In the abstract below on KMean clustering, which client has the longest elapsed time in the first execution?
───── Source passage ─────
Abstract
Data is the most valuable asset in any firm. As time passes, the data expands at a breakneck speed. A major research issue is the extraction of meaningful information from a complex and huge data source. Clustering is one of the data extraction methods. The basic KMean and Parallel KMean partition clustering algorithms work by picking random starting centroids. The basic and KMean parallel clustering methods are investigated in this work using two different datasets with sizes of 10000 and 5000, respectively. The findings of the Simple KMean clustering algorithms alter throughout numerous runs or iterations, according to the study, and so iterations differ for each run or execution. In some circumstances, the clustering algorithms’ outcomes are always different, and the algorithms separate and identify unique properties of the KMean Simple clustering algorithm from the KMean Parallel clustering algorithm. Differentiating these features will improve cluster quality, lapsed time, and iterations. Experiments are designed to show that parallel algorithms considerably improve the Simple KMean techniques. The findings of the parallel techniques are also consistent; however, the Simple KMean algorithm’s results vary from run to run. Both the 10,000 and 5000 data item datasets are divided into ten subdatasets for ten different client systems. Clusters are generated in two iterations, i.e., the time it takes for all client systems to complete one iteration (mentioned in chapter number 4). In the first execution, Client No. 5 has the longest elapsed time (8 ms), whereas the longest elapsed time in the following iterations is 6 ms, for a total elapsed time of 12 ms for the KMean clustering technique. In addition, the Parallel algorithms reduce the number of executions and the time it takes to complete a task.
───── Information provided ─────
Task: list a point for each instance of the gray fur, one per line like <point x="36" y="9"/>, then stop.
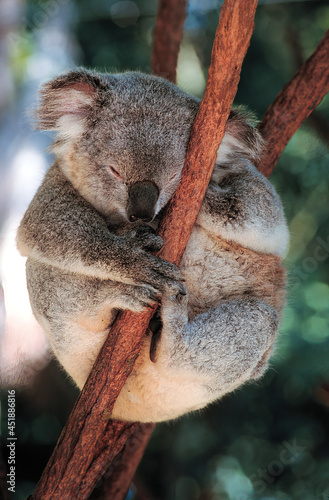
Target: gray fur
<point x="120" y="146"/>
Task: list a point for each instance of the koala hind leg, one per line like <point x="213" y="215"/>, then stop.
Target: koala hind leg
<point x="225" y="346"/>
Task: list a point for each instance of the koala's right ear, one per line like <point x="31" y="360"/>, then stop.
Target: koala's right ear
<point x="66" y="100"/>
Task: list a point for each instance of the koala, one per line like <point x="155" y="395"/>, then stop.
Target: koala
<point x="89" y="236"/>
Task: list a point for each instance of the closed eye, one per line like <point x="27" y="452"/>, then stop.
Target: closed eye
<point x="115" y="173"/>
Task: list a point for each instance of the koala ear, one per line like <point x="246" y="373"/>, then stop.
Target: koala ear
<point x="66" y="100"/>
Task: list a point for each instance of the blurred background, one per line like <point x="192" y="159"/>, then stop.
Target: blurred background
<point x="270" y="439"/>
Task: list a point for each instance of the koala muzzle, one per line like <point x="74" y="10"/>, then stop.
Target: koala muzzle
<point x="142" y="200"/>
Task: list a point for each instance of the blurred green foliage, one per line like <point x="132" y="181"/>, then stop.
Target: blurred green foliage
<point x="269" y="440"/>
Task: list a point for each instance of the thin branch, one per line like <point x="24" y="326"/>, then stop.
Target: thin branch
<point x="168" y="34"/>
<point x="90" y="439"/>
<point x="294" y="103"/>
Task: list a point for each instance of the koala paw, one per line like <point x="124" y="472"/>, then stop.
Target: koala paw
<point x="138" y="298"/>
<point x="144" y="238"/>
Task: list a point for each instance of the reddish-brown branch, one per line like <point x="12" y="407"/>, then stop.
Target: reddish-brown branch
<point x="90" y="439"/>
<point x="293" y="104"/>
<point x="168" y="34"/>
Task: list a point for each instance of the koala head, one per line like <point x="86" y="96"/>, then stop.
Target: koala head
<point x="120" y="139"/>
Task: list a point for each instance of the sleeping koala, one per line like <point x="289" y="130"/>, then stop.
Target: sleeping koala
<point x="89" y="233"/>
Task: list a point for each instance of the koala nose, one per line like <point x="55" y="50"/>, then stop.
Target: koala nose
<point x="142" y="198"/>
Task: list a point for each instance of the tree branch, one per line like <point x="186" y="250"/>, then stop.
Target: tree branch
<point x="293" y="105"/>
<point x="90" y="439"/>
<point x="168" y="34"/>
─────
→ **Exercise answer**
Client No. 5, at 8 ms.